WHAT YOU WILL DO: Transcribe all the entries word for word, omitting any pictures they contain.

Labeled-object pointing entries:
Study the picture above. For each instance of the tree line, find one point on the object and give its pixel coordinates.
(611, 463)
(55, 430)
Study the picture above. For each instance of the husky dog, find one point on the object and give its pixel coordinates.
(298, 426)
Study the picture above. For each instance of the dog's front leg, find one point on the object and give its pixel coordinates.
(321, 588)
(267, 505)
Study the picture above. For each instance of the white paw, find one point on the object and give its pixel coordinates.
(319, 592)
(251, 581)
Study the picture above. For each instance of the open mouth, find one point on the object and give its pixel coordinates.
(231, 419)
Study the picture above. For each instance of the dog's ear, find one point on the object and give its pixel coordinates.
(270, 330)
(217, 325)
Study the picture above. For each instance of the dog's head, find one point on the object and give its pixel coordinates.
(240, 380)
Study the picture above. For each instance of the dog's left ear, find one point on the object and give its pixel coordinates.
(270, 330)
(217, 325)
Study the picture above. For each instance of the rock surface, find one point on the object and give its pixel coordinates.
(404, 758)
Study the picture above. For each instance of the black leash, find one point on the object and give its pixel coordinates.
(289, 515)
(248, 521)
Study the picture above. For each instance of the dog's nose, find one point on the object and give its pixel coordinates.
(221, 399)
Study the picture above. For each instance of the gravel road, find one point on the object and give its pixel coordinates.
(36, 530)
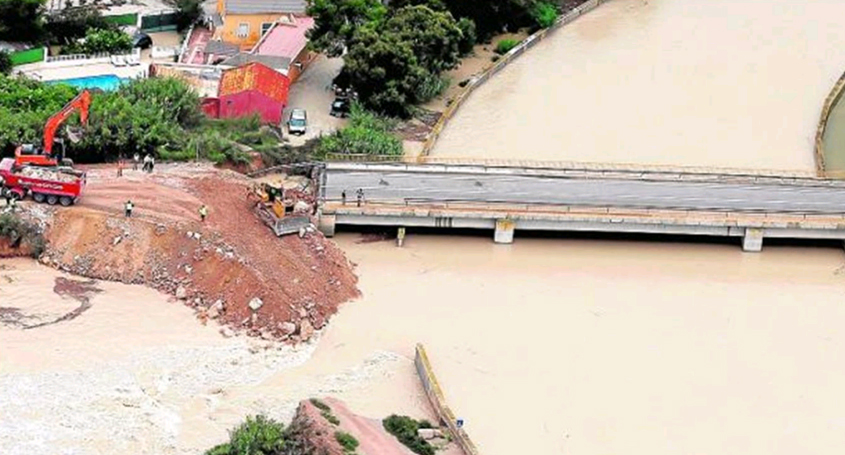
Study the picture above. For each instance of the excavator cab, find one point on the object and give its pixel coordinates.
(33, 155)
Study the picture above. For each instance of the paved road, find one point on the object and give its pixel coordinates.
(402, 186)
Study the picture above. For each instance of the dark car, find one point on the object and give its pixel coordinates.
(142, 40)
(340, 107)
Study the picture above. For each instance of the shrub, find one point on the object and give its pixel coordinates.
(19, 232)
(367, 133)
(504, 46)
(544, 14)
(405, 430)
(320, 405)
(468, 35)
(430, 87)
(330, 418)
(101, 40)
(257, 436)
(346, 440)
(5, 62)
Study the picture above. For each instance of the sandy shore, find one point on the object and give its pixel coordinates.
(137, 374)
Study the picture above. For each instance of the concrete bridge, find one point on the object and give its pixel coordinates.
(506, 199)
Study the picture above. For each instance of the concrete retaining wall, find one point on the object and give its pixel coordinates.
(438, 402)
(506, 60)
(829, 102)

RESPONSE TO THE EXERCISE:
Study the picture above. For each instance of the tree line, find one point on the object and give its pixel coordinates.
(611, 463)
(55, 430)
Study the picture above. For each instance of the husky dog, find one point on the object and give its pixel coordinates.
(298, 426)
Study the picture above. For each instance of the dog's front leg, find one point on the object and give its pixel coordinates.
(321, 588)
(267, 505)
Study the picture above. For each instance of the white paw, find one point on the object and give its pixel coordinates.
(319, 592)
(251, 581)
Study the picture above. For each instance of the open mouth, find one point on the object and give its pixel coordinates.
(231, 419)
Study the picture above. For each instance of the dog's ear, find one point on the object and give its pixel coordinates.
(270, 330)
(217, 325)
Study the picture above. For each instance of the dog's head, find one point on the object and give its pixel coordinates.
(240, 380)
Study the picture above. For each instance of the dog's left ear, find one point on the object and give its pixel coordinates.
(270, 330)
(217, 325)
Study the picture above. For each instance of the rock surface, find one point on the object and give its pixel coordinates.
(404, 758)
Study the picture above. For each instance of the black leash, find one point on the object and give its pixel coordinates.
(289, 515)
(248, 521)
Study the picture above. For each instance of the dog's nose, find one point on the object and give its pixel coordinates.
(221, 399)
Study the picture above. For each instance of the gravel road, find one point on the object and give its pixel coordinates.
(36, 530)
Study the picture above. For each instance of the excavator cab, find one point on the object and give its pixel coordinates.
(33, 155)
Study the picture above. For each instance of the paved road, find one point on the object and give its pixel coordinates.
(402, 186)
Study the picture above. For each instance of the dark car, find one point on the object and give its pixel coordinates.
(142, 40)
(340, 107)
Study the picture above. For each instance of the shrub, find one point on the object and give its pixel coordinates.
(19, 232)
(367, 133)
(504, 46)
(544, 14)
(405, 430)
(320, 405)
(468, 35)
(430, 87)
(330, 418)
(101, 40)
(257, 436)
(346, 440)
(5, 62)
Study the picture above. For each instance of the sandy shore, find one point on the object and give its pixel coordinates.
(137, 374)
Study the picture above. For each instance of the concrete bridge, find one point on the object and give its pixel coordinates.
(506, 199)
Study the picture above. For each instance of the concrete retaining wall, find one point on the object and give its pixel coordinates.
(438, 402)
(506, 60)
(829, 102)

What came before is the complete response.